Set task — Please render each line of the material below as a string in a single JSON list, one string per line, leaving out any blank lines.

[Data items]
** begin **

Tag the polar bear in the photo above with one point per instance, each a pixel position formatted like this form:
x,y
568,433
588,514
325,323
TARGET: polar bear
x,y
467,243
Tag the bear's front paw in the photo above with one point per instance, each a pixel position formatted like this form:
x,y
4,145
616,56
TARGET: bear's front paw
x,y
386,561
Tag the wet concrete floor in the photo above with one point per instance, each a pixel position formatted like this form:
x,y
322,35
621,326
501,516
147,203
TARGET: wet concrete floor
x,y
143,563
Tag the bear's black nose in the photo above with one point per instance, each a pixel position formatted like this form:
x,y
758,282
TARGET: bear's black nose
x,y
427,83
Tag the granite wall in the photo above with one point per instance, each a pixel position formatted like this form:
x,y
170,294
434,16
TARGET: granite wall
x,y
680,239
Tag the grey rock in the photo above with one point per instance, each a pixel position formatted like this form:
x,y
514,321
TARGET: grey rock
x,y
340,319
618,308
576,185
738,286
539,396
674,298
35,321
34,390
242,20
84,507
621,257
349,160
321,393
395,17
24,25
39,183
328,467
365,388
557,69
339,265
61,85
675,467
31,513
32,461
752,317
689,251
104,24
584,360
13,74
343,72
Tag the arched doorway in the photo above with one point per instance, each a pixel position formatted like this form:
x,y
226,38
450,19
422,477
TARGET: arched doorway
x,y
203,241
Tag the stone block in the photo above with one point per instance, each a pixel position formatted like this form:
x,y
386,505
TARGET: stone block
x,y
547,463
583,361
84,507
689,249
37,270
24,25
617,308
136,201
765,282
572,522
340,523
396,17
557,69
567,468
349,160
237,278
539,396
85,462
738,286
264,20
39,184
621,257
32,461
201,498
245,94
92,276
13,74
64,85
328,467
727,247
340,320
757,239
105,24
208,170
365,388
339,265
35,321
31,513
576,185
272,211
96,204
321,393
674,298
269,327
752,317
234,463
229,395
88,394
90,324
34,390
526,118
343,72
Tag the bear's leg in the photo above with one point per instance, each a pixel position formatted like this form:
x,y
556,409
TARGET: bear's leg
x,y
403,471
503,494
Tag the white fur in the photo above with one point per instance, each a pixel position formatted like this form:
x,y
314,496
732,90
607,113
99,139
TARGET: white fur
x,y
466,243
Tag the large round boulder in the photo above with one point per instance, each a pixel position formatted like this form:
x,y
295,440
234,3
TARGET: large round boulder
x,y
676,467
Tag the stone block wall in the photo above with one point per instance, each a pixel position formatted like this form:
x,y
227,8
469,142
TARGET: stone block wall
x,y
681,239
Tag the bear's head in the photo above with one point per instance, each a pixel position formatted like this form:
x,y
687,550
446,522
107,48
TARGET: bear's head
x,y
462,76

** end **

Result of this task —
[
  "Tag the polar bear in the photo above with one point per instance, each a pixel position formatted like this form:",
  "x,y",
  "568,433",
  "588,514",
  "325,323",
  "TARGET: polar bear",
  "x,y",
  "467,243",
  "Tag the bear's front paw in the photo above with one point per instance, each a pixel position formatted like this form:",
  "x,y",
  "4,145",
  "616,56",
  "TARGET: bear's front paw",
  "x,y",
  "386,561",
  "Tag the wet concrete floor in the photo above with one point per instance, each a pixel position formatted like this form:",
  "x,y",
  "322,35",
  "621,326",
  "501,516",
  "147,203",
  "TARGET: wet concrete floor",
  "x,y",
  "143,563",
  "Tag the bear's black nose in the photo above with one point per instance, each a pixel position formatted like this form:",
  "x,y",
  "758,282",
  "TARGET: bear's black nose",
  "x,y",
  "427,83",
  "Tag the granite wall in the photo above with one point per instance, each a pixel position formatted like this form:",
  "x,y",
  "170,294",
  "434,16",
  "TARGET: granite wall",
  "x,y",
  "680,239",
  "Tag the grey rock in the photo above with one point per instance, each a pixel position formatted like this form:",
  "x,y",
  "514,321",
  "TARGET: grey rock",
  "x,y",
  "340,319",
  "618,308",
  "576,185",
  "738,286",
  "539,396",
  "674,298",
  "35,321",
  "34,390",
  "242,20",
  "84,507",
  "621,257",
  "349,160",
  "321,393",
  "395,17",
  "24,25",
  "39,183",
  "328,467",
  "365,388",
  "557,69",
  "339,265",
  "61,85",
  "675,467",
  "31,513",
  "32,461",
  "752,317",
  "689,251",
  "104,24",
  "584,360",
  "13,74",
  "343,72",
  "Tag the arched doorway in the photo above with one point per instance, each a pixel position formatted like this form:",
  "x,y",
  "226,38",
  "450,19",
  "422,477",
  "TARGET: arched doorway",
  "x,y",
  "203,241",
  "Tag the stone block in the photo above with one point per instance, each a pixel position formatted like this form:",
  "x,y",
  "386,505",
  "TARGET: stone block",
  "x,y",
  "547,463",
  "583,361",
  "84,507",
  "689,249",
  "37,270",
  "24,25",
  "617,308",
  "136,201",
  "765,282",
  "572,522",
  "340,523",
  "396,17",
  "557,69",
  "567,468",
  "349,160",
  "237,278",
  "539,396",
  "85,462",
  "738,286",
  "264,20",
  "39,184",
  "621,257",
  "32,461",
  "201,498",
  "245,94",
  "92,276",
  "13,74",
  "64,85",
  "328,467",
  "727,247",
  "340,320",
  "757,239",
  "105,24",
  "208,170",
  "365,388",
  "339,265",
  "35,321",
  "31,513",
  "576,185",
  "272,211",
  "96,204",
  "321,393",
  "674,298",
  "269,327",
  "752,317",
  "234,463",
  "229,395",
  "88,394",
  "90,324",
  "34,390",
  "526,118",
  "343,72",
  "Tag the bear's leg in the photo above with one point per instance, each a pixel position formatted like this form:",
  "x,y",
  "556,409",
  "TARGET: bear's leg",
  "x,y",
  "403,471",
  "503,494",
  "Tag the white fur in the photo above with one point per instance, each a pixel position formatted like this form:",
  "x,y",
  "314,496",
  "732,90",
  "607,113",
  "99,139",
  "TARGET: white fur",
  "x,y",
  "466,243",
  "Tag the large round boulder in the photo above with one point per instance, each a pixel position formatted like this form:",
  "x,y",
  "295,440",
  "234,3",
  "TARGET: large round boulder",
  "x,y",
  "676,467",
  "Tag the stone block wall in the photo above with one point per instance, each a pixel position formatted like this form:",
  "x,y",
  "227,8",
  "469,142",
  "TARGET: stone block wall",
  "x,y",
  "681,239",
  "Tag the bear's head in the photo above with one point per instance, each a pixel position formatted like this form:",
  "x,y",
  "687,550",
  "446,522",
  "107,48",
  "TARGET: bear's head",
  "x,y",
  "462,76"
]